──────── TEXTE

Le Nouvel Observateur, 22 janvier 2009
L'exemple romain hante les Américains
La comparaison [de la Rome impériale et des États-Unis contemporains] a été souvent faite. Les références romaines sont très présentes aux États-Unis ( Capitole, Sénat), certains chefs militaires ont été appelés des Césars. Les bases américaines disséminées avec un modèle unique sont identifiées aux campements permanents des légions. L' American way of life a la même attractivité que le mode de vie des élites gréco-romaines. Comme à Rome, les pays étrangers tentent d'influer sur la politique étrangère par d'intenses campagnes de relations publiques et de groupes de pression.
Mais l'Empire est par définition une domination directe sur une pluralité de territoires et de peuples dotés de statuts juridiques différents. Les États-Unis ne sont qu'une gigantesque métropole dotée d'alliances multiples, mais sans colonies à quelques petites exceptions près. On fait alors le rapprochement avec la République romaine d'après les guerres puniques (équivalent de nos guerres mondiales), mais en même temps on évoque aussi les derniers siècles de l'Empire romain: le pain et le jeu seraient l'équivalent des programmes sociaux et des divertissements de masse. Mais l'Empire romain avait une économie agraire sans progrès technique, et la fiscalité imposée aux pays vaincus était le moteur de l'expansion territoriale. Les États-Unis jouent un rôle essentiel dans un système mondialisé des échanges. Néanmoins, en 1945, ils étaient de très loin la première puissance industrielle (40% de la production mondiale), d'où la notion d'«empire de la production». Aujourd'hui, ils sont le premier pays consommateur vivant à crédit, d'où la notion d'«empire de la consommation». En un sens, mais selon d'autres mécanismes, Rome était un «empire de la consommation».

────────────────
──────── DONNÉES FOURNIES

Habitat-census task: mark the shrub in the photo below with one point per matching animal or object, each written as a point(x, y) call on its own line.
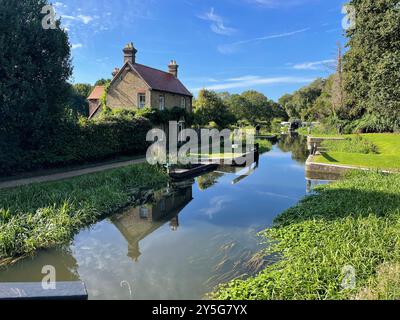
point(77, 142)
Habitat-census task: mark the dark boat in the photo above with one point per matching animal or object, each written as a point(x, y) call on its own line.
point(194, 171)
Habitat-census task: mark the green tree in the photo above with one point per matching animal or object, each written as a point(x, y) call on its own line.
point(209, 107)
point(83, 89)
point(102, 82)
point(372, 64)
point(34, 68)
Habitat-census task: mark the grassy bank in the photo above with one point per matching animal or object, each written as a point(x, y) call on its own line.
point(354, 223)
point(387, 155)
point(264, 146)
point(45, 215)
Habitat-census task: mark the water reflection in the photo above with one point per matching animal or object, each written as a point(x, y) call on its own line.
point(30, 269)
point(296, 144)
point(185, 239)
point(137, 223)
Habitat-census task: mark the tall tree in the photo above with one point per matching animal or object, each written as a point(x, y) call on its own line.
point(209, 107)
point(34, 68)
point(372, 64)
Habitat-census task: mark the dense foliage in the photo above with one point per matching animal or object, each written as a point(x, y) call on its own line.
point(372, 66)
point(223, 109)
point(363, 95)
point(348, 225)
point(83, 141)
point(310, 103)
point(34, 68)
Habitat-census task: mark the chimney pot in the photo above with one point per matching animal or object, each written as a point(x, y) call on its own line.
point(115, 72)
point(173, 68)
point(130, 53)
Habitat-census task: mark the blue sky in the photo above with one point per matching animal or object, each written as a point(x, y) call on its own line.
point(273, 46)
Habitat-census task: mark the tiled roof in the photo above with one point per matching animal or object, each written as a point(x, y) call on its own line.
point(96, 93)
point(160, 80)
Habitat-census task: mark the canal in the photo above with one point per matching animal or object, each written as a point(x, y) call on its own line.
point(189, 238)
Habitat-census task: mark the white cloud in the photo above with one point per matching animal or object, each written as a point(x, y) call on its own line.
point(217, 23)
point(76, 46)
point(316, 65)
point(233, 47)
point(252, 81)
point(280, 3)
point(82, 18)
point(58, 5)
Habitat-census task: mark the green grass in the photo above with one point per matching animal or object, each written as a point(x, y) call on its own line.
point(354, 222)
point(45, 215)
point(356, 144)
point(388, 147)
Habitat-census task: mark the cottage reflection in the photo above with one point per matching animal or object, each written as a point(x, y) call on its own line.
point(137, 223)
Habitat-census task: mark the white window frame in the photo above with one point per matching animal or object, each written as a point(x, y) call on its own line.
point(161, 101)
point(141, 104)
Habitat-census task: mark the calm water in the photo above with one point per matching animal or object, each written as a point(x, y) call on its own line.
point(193, 236)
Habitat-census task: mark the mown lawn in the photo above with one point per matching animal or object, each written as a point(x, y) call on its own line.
point(44, 215)
point(388, 156)
point(351, 227)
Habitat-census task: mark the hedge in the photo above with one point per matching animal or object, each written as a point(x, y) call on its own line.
point(78, 143)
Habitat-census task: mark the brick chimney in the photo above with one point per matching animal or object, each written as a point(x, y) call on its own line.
point(115, 72)
point(173, 68)
point(130, 53)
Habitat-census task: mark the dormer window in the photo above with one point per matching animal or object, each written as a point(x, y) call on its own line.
point(162, 102)
point(142, 100)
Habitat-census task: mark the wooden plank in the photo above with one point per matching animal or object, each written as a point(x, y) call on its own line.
point(34, 291)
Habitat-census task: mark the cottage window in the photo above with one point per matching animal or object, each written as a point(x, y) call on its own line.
point(162, 102)
point(143, 213)
point(142, 100)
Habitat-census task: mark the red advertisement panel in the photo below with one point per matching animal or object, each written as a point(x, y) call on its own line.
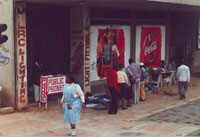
point(110, 49)
point(150, 48)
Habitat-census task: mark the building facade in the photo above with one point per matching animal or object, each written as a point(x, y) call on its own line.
point(68, 36)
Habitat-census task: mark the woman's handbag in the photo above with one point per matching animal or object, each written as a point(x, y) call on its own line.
point(69, 105)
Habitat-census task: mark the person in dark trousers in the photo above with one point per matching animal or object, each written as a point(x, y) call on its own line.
point(112, 82)
point(135, 74)
point(123, 85)
point(183, 77)
point(37, 71)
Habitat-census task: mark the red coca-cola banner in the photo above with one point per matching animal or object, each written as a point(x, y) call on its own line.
point(150, 47)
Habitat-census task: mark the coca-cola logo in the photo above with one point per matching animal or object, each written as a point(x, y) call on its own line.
point(150, 49)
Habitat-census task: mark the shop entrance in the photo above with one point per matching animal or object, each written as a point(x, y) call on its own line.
point(48, 38)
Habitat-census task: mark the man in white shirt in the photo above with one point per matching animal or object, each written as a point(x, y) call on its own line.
point(183, 77)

────────────────

- _EXERCICES_:
a - Recopiez le passage de l'article sur Rome et les États-Unis qui commence par « Le Nouvel Observateur, 22 » et se poursuit jusqu'à « groupes de pression. ».
b - Reprenez l'article sur Rome et les États-Unis là où il s'arrête et prolongez-le.

- _RÉPONSES PAR EXERCICE_:
a -
Le Nouvel Observateur, 22 janvier 2009
L'exemple romain hante les Américains
La comparaison [de la Rome impériale et des États-Unis contemporains] a été souvent faite. Les références romaines sont très présentes aux États-Unis ( Capitole, Sénat), certains chefs militaires ont été appelés des Césars. Les bases américaines disséminées avec un modèle unique sont identifiées aux campements permanents des légions. L' American way of life a la même attractivité que le mode de vie des élites gréco-romaines. Comme à Rome, les pays étrangers tentent d'influer sur la politique étrangère par d'intenses campagnes de relations publiques et de groupes de pression.

b -
La singularité de cet empire américain
Raymond Aron a parlé de République impériale. Il ne s'agit pas d'annexer des territoires mais de contrôler des voies de communication et d'assurer l'accès aux matières premières. L'hégémonie américaine repose sur un appareil militaire destiné à faire la «police» pour l'ensemble du monde industrialisé, voire des pays consommateurs. Le but n'est pas de constituer des monopoles ou des rentes puisque c'est le marché qui fixe les prix, comme le montrent les fluctuations extrêmes du prix du pétrole et des matières premières. En temps de paix, la politique impériale américaine permet de faire fonctionner le marché mondial. Implicitement elle dissuade d'éventuels compétiteurs de vouloir l'affronter militairement. Ils se trouveraient immédiatement isolés économiquement et totalement fragilisés. L'Europe, le Japon, la Chine ou la Russie doivent tenir compte de la puissance militaire américaine, la seule à disposer d'une capacité de projection massive à longue distance. Selon les régions du monde, les États-Unis jouent le rôle de régulateur des tensions internationales (Europe, Asie orientale) ou au contraire de perturbateur (Moyen-Orient).
Les anti-impérialistes
Les premiers à se définir comme anti-impérialistes sont les Américains hostiles à l'annexion des Philippines en 1898. Le plus célèbre est Mark Twain. Mais ce sont les marxistes qui ont fait de l'anti-impérialisme une arme politique. Dans un premier temps, ils ont fait de l' impérialisme un stade du capitalisme (pour Lénine, le dernier) fondé sur l'abolition du libre-échange, sur les monopoles et les cartels. Il se serait agi de constituer différentes rentes aux dépens des activités productrices. Les capitalistes auraient même ainsi les moyens d'«acheter» les classes ouvrières européennes en constituant un État-providence. Les marxistes s'en sont ensuite servis pour expliquer la guerre mondiale en en niant le caractère national. Le grand carnage européen
serait ainsi une guerre menée par des rentiers voulant accaparer les ressources
mondiales.
Si Lénine nie l'aspect national de l'évolution des pays capitalistes industrialisés, il voit dans le soulèvement des peuples colonisés ou dominés le moyen de précipiter la révolution mondiale. Son héritage comprend donc le principe cardinal d'alliance entre les prolétariats du monde industrialisé et les nationalismes des peuples colonisés que l'on incitera à suivre la voie socialiste de développement. L'anti-impérialisme a été le stade ultime du communisme après la révolution mondiale et l' antifascisme. Il a permis à la politique impériale de l'Union soviétique de s'étendre à l'ensemble du monde. Il a créé un sentiment collectif unissant les peuples du tiers-monde, les pays du bloc de l'Est et les révolutionnaires sans révolution du monde occidental. Tous avaient le sentiment de participer à une grande œuvre de libération universelle.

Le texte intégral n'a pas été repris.